EXCERPT
================================

I can close threads and ban people. 


I win.


----------



## Nick (Jul 24, 2008)

to be fair a love of pantera really should part of the man rules.

Lamb of god i also love but they are always going to get bashed because they actually shift cd's


----------



## Toshiro (Jul 24, 2008)

Cowboys From Hell is just fucking badass.

I refuse to deny Sepultura their Metal tag due to Beneath The Remains.

Anthrax not metal, W-T-F? You're telling me Belly Of The Beast isn't metal?

Damn dude, when were you born, 1995?



> Which genre of 'Metal' features all of the bands that you are the most disheartened to hear named after asking some guy in a Slayer/Black Sabbath/Metallica shirt what other Metal he likes?


And after all this shit, you refer to Metallica as metal when they made the biggest slip into shit of anyone?


----------



## Mattayus (Jul 24, 2008)

Fuckin ay


----------



## jrf8 (Jul 24, 2008)

fuck tagging extended names on genres, i dont even have a clue what "groove" metal is? music is music



The Dark Wolf said:


> I love Pantera.
> 
> I love Lamb of God.
> 
> ...




thats awesome, i like you


----------



## Uber Mega (Jul 24, 2008)

Interesting thread, the group poster makes up a few respect points for coming in and posting as politely as he has, but still...

================================

SOURCE EXCERPT
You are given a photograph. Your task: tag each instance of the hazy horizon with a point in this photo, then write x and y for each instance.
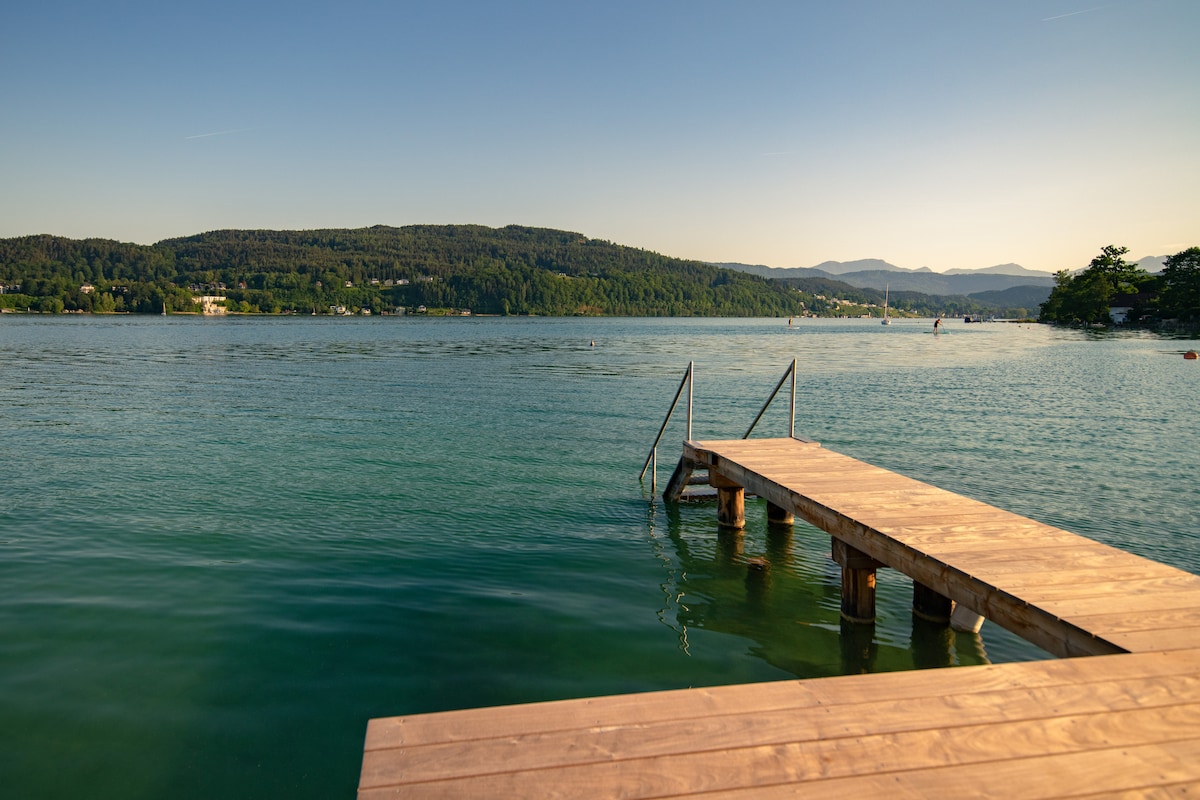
(940, 134)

================================

TASK SET
1. In the thread, why does Nick say Lamb of God are always going to get bashed? Answer in one to three sentences.
2. Update the part of the thread that opens with the words "Cowboys From Hell" and closes with "Beast isn't metal?", putting "Megadeth" in place of "Anthrax".
Work from the thread alone.

PER-TASK OUTPUTS
1. Nick says Lamb of God will always get bashed because they actually shift CDs.

2.
Cowboys From Hell is just fucking badass.

I refuse to deny Sepultura their Metal tag due to Beneath The Remains.

Megadeth not metal, W-T-F? You're telling me Belly Of The Beast isn't metal?